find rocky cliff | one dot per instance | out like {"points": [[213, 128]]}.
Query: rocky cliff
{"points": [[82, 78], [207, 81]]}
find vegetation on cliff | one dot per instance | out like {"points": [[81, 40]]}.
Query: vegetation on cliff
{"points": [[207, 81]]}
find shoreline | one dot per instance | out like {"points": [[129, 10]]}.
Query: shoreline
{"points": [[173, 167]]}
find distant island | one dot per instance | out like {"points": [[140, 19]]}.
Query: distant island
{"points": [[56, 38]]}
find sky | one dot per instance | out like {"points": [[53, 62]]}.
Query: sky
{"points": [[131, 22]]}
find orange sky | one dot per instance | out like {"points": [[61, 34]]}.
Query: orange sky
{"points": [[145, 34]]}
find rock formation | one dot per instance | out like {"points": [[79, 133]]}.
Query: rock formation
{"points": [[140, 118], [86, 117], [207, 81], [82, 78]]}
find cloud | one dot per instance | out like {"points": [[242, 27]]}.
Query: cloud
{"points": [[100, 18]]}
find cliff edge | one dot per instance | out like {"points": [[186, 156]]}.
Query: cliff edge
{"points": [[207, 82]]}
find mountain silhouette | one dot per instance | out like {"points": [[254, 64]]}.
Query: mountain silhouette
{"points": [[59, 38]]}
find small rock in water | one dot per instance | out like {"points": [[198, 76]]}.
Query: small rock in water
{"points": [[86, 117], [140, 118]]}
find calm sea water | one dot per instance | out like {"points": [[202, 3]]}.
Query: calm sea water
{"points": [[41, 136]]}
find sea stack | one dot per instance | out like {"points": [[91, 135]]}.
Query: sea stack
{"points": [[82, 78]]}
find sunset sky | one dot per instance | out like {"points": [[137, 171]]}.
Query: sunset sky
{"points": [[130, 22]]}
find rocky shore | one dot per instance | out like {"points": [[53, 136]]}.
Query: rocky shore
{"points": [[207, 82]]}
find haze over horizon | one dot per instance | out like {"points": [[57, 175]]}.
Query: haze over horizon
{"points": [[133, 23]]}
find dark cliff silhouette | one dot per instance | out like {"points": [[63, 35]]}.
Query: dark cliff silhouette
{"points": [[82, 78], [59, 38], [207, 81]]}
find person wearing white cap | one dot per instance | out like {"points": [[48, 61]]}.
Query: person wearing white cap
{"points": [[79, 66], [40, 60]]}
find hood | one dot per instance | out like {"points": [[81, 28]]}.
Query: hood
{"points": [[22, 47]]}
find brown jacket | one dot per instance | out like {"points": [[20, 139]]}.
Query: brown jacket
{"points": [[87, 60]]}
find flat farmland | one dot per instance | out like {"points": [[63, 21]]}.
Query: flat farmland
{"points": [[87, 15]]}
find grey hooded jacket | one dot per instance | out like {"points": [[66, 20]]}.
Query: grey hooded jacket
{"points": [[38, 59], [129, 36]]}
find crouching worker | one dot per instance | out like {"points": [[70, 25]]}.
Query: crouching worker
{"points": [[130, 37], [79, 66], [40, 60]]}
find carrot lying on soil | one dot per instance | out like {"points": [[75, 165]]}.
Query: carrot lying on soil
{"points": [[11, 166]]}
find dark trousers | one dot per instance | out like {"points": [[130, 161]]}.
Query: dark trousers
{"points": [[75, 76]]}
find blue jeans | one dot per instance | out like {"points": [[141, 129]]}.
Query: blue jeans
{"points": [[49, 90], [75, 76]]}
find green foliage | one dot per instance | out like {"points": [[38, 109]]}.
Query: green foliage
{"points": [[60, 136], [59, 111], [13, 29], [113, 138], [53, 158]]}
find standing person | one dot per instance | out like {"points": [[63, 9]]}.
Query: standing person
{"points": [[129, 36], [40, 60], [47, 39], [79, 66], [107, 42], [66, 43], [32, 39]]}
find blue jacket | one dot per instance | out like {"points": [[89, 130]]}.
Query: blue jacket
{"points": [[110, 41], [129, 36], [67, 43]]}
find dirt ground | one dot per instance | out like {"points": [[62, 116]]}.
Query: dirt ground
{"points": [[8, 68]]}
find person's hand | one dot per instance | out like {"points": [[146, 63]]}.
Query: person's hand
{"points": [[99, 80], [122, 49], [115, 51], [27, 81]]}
+++++
Task to carry out - Every record above must be duplicated exactly.

Answer to this exercise -
find rocky cliff | one dot per instance | out like {"points": [[213, 128]]}.
Query: rocky cliff
{"points": [[82, 78], [207, 81]]}
find vegetation on cliff | one dot per instance | out like {"points": [[81, 40]]}.
Query: vegetation on cliff
{"points": [[207, 81]]}
find shoreline | one dot per instance | out like {"points": [[129, 10]]}.
Query: shoreline
{"points": [[173, 167]]}
find distant island | one dot per instance | out like {"points": [[140, 19]]}.
Query: distant island
{"points": [[56, 38]]}
find sky | one dot per instance | out like {"points": [[53, 62]]}.
Query: sky
{"points": [[131, 22]]}
find orange sky | one dot per instance | out like {"points": [[61, 34]]}.
Query: orange sky
{"points": [[145, 34]]}
find rock formation | one dot per instance | out like {"points": [[79, 133]]}.
Query: rock formation
{"points": [[140, 118], [86, 117], [207, 81], [82, 78]]}
find cloud | one dot per instance | out like {"points": [[242, 27]]}.
Query: cloud
{"points": [[100, 18]]}
find cliff edge | one dot per instance | out like {"points": [[186, 156]]}.
Query: cliff edge
{"points": [[207, 82]]}
find mountain silhouette | one dot per instance | out like {"points": [[254, 64]]}.
Query: mountain silhouette
{"points": [[59, 38]]}
find small rock in water | one dot per instance | out like {"points": [[198, 76]]}.
Query: small rock in water
{"points": [[86, 117], [140, 118]]}
find calm sea water | one dot per instance | out like {"points": [[202, 3]]}.
Query: calm sea water
{"points": [[41, 136]]}
find sea stack | one dot per instance | out like {"points": [[91, 135]]}.
Query: sea stack
{"points": [[82, 78]]}
find sunset sky | one dot per instance | out like {"points": [[137, 171]]}.
Query: sunset sky
{"points": [[130, 22]]}
find rocky shore | one dot per instance | out like {"points": [[53, 136]]}.
Query: rocky shore
{"points": [[207, 82]]}
find haze over horizon | one dot per instance | out like {"points": [[57, 175]]}.
Query: haze over horizon
{"points": [[133, 23]]}
find dark cliff silhouette | one dot per instance | out like {"points": [[63, 35]]}.
Query: dark cliff silhouette
{"points": [[82, 78], [59, 38], [207, 81]]}
find person wearing white cap | one dot per instance | out like {"points": [[48, 61]]}.
Query: person wearing white cap
{"points": [[79, 66], [40, 60]]}
find hood | one dot per instance | out like {"points": [[81, 28]]}.
Query: hood
{"points": [[22, 47]]}
find brown jacket | one dot per instance | out like {"points": [[20, 139]]}.
Query: brown jacket
{"points": [[87, 60]]}
find flat farmland | one dot per instance | out like {"points": [[63, 21]]}.
Query: flat farmland
{"points": [[87, 15]]}
find grey hooded jacket | one dot per instance | out like {"points": [[66, 20]]}.
Query: grey hooded jacket
{"points": [[38, 59], [129, 36]]}
find crouching worker | one dot per instance | out like {"points": [[70, 25]]}.
Query: crouching worker
{"points": [[130, 37], [79, 66], [40, 60]]}
find carrot lying on soil | one dot per instance | out like {"points": [[75, 165]]}.
Query: carrot lying on soil
{"points": [[11, 166]]}
find dark trousers | one dot per instance | out like {"points": [[130, 161]]}.
Query: dark trousers
{"points": [[75, 76]]}
find blue jeans | one dot per instance | out like {"points": [[141, 129]]}.
Query: blue jeans
{"points": [[49, 90], [75, 76]]}
find green foliage | one dot per instance | out like {"points": [[38, 109]]}.
Query: green foliage
{"points": [[60, 136], [59, 111], [13, 29], [113, 138], [53, 158]]}
find standing person | one dot per instance | out like {"points": [[63, 9]]}.
Query: standing person
{"points": [[129, 36], [40, 60], [47, 39], [79, 66], [107, 42], [66, 43], [32, 39]]}
find blue jacket | one dot per instance | out like {"points": [[89, 130]]}.
Query: blue jacket
{"points": [[110, 41], [129, 36], [67, 43]]}
find dirt ground | one dot per instance | out like {"points": [[62, 116]]}.
Query: dirt ground
{"points": [[8, 68]]}
find person's hand | one dot per instance | out like {"points": [[146, 63]]}.
Query: person's hand
{"points": [[99, 80], [122, 49], [115, 51], [27, 81]]}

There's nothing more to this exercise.